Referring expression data
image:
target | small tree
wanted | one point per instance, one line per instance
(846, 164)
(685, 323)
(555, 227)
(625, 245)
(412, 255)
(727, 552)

▶ **Work item**:
Please copy the line holding "target | small tree" and all lines after it to the end of the records, exactly, and nothing else.

▶ **Task answer**:
target | small tree
wanted | one point per instance, one line per instance
(846, 164)
(685, 323)
(555, 227)
(625, 245)
(412, 255)
(727, 552)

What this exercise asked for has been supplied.